Stated task ::
Reproduce all of the material below word for word, with no changes.

Some records ::
────────────────

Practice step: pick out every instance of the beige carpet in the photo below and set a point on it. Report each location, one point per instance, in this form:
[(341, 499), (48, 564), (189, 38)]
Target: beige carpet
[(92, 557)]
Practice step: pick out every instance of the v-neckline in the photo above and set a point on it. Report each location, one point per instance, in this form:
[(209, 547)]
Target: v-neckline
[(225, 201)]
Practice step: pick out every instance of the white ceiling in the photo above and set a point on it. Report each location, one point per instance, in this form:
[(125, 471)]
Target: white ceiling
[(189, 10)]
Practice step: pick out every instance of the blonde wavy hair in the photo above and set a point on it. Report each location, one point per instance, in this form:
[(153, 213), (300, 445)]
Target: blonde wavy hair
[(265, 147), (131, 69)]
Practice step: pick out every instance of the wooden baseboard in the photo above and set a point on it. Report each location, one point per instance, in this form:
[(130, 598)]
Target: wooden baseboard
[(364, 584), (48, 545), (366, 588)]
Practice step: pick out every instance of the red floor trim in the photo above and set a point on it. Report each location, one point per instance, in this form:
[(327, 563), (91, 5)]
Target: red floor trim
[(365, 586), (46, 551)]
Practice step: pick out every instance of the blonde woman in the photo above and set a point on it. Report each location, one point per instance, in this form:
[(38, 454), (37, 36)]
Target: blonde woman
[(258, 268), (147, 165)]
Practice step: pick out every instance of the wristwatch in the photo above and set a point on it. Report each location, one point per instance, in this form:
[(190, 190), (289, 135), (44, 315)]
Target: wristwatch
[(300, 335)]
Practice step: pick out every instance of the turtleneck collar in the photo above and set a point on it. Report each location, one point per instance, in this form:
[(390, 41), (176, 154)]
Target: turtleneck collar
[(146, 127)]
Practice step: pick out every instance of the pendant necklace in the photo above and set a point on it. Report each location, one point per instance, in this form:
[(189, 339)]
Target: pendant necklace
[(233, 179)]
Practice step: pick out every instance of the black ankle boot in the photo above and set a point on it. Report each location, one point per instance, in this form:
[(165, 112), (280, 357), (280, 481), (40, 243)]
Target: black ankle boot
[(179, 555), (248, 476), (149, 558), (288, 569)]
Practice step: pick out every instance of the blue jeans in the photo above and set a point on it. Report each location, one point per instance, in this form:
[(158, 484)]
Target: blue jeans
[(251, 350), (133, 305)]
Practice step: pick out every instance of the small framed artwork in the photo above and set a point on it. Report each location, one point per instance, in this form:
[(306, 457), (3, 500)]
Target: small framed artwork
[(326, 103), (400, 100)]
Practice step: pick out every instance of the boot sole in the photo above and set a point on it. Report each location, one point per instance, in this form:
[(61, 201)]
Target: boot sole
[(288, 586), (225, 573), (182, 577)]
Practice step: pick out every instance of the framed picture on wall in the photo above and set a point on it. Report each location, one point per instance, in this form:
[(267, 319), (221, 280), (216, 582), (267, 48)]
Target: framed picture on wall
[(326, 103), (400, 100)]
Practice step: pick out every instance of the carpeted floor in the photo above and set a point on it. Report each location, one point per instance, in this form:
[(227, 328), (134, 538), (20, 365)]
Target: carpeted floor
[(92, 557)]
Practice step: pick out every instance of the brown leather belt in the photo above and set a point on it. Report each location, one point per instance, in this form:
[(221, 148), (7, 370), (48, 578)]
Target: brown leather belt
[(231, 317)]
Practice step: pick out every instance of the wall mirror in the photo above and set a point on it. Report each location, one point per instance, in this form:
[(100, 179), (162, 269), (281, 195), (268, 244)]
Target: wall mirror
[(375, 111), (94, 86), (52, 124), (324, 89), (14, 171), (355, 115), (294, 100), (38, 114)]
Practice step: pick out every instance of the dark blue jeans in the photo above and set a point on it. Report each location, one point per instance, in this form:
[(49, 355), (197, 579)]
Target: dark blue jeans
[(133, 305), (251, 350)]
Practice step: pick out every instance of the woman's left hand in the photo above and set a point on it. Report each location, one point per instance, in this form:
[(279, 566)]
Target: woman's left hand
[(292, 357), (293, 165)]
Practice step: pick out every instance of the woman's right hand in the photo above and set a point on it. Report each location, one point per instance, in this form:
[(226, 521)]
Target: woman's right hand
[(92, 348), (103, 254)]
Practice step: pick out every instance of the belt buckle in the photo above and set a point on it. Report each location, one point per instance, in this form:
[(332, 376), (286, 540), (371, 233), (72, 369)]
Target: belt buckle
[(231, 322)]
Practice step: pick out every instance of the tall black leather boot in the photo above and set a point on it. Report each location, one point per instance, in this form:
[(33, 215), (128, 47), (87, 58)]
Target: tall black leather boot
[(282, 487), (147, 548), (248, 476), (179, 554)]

────────────────

Result of the exercise ::
Practice step: pick out every instance of the beige carpet in the photo below and set a point on it. Report each location, one point per instance, in this form:
[(341, 499), (48, 564), (189, 38)]
Target: beige carpet
[(92, 557)]
Practice step: pick out every instance of the v-neckline in the photo above and set a point on it. Report each location, one point per instance, in this form:
[(209, 547)]
Target: v-neckline
[(225, 201)]
Practice step: pick out every instance of the white ceiling in the photo above and set a point on it. Report each location, one point per instance, in this form:
[(125, 471)]
Target: white ceiling
[(189, 10)]
Practice step: pick out every instance of the blonde wavy hair in the photo above and set a point on it. Report each location, one point per instance, in this form:
[(153, 213), (300, 445)]
Target: blonde wavy hair
[(265, 147), (131, 69)]
Practice step: pick out every instance of the wooden baseboard in the photo above and set a point on it. Report each location, one point per instance, in this form:
[(130, 598)]
Target: wooden baseboard
[(364, 584), (48, 545), (366, 588)]
Practice step: pick out every instance of the red floor trim in the photo above and set a point on it. Report each location, one point per instance, in this form:
[(327, 563), (91, 5)]
Target: red floor trim
[(365, 586), (46, 551)]
Practice step: pick out every instance of the blonde woman in the photo above and set a point on it. Report each location, one point per instance, in this form:
[(38, 454), (37, 36)]
Target: blonde woman
[(258, 268), (147, 165)]
Practice step: pick out every instance of the wristwatch in the photo above and set a point on it. Report each location, one point per instance, in this form:
[(190, 190), (289, 135), (44, 315)]
Target: wristwatch
[(300, 335)]
Practice step: pick out every instance of the turtleneck collar in the photo above and set a point on it. Report each location, one point per instance, in this form:
[(390, 41), (176, 154)]
Target: turtleneck collar
[(146, 127)]
Practice step: pick out every instance of the pendant necklace in the photo above and set a point on it. Report each location, one point per instance, in this form:
[(189, 339)]
Target: pendant necklace
[(233, 179)]
Practice step: pick out every instance of the black ankle boot in the photo above and set a point on it. Report each location, one point per instance, in this form:
[(165, 112), (280, 357), (280, 481), (40, 243)]
Target: black ankle boot
[(179, 555), (248, 476), (149, 558), (288, 569)]
Practice step: pick out every instance of the blue jeans in the photo above and set a point on it. Report each location, one point per instance, in this form:
[(158, 484)]
Target: blue jeans
[(251, 350), (133, 305)]
Practice step: pick out every instance of the small framed artwork in the photo above and set a point on it. Report each location, one point per instance, in this form:
[(306, 457), (3, 500)]
Target: small framed artwork
[(326, 103), (400, 100)]
Practice step: pick out every instance of the boot sole in the photo above and set a point on it. Report each location, one point per instance, in this form:
[(61, 201)]
Target: boot sole
[(288, 586), (225, 573), (182, 577)]
Practice step: pick out every instance of the framed picture on wall in the photo above and set a point on it. Report each location, one point per instance, in this form:
[(267, 319), (221, 280), (216, 582), (267, 48)]
Target: framed picture on wall
[(326, 103), (400, 100)]
Practice step: pick out every instance of the carpeted floor in the photo above and set a point on it. Report each location, one point per instance, in this form:
[(227, 328), (134, 538), (20, 365)]
Target: carpeted floor
[(92, 557)]
Practice step: pick out every instance of the brown leather belt in the photo above and set a point on it. Report each location, one point per instance, in this form:
[(221, 148), (7, 370), (48, 578)]
Target: brown leather belt
[(231, 317)]
Practice step: pick out every instance of the wall mirror in the photo above and set a point on it. Report each location, one point per instance, in this form:
[(100, 179), (162, 269), (281, 195), (268, 244)]
Target: wall mirror
[(375, 111), (94, 86), (52, 124), (324, 89), (14, 171), (355, 115), (294, 100), (38, 114)]
Practice step: pick out every instance of the dark blue jeans in the photo above and set a point on it. Report each location, one point per instance, in this form:
[(49, 355), (197, 579)]
Target: dark blue jeans
[(133, 305), (251, 350)]
Practice step: pick out every instance of the woman's left hand in the photo above and set a point on it. Report each location, one point per instance, in this form:
[(279, 566)]
Target: woman's left hand
[(292, 357), (293, 165)]
Practice step: pick out every instance of the woman's right hand in the photo above and set a point on it. Report each location, one point per instance, in this form:
[(226, 521)]
Target: woman's right hand
[(92, 348), (103, 254)]
Practice step: pick out every instance of the belt buckle in the photo above and set a point on it. Report each location, one point per instance, in this form:
[(332, 376), (286, 540), (371, 233), (72, 369)]
Target: belt buckle
[(231, 322)]
Practice step: pick out every instance of the tall black leather boot in the photo above and set a point on it. Report each location, one point per instance, in this form:
[(33, 215), (128, 47), (87, 58)]
Target: tall black leather boot
[(282, 487), (147, 548), (248, 476), (179, 554)]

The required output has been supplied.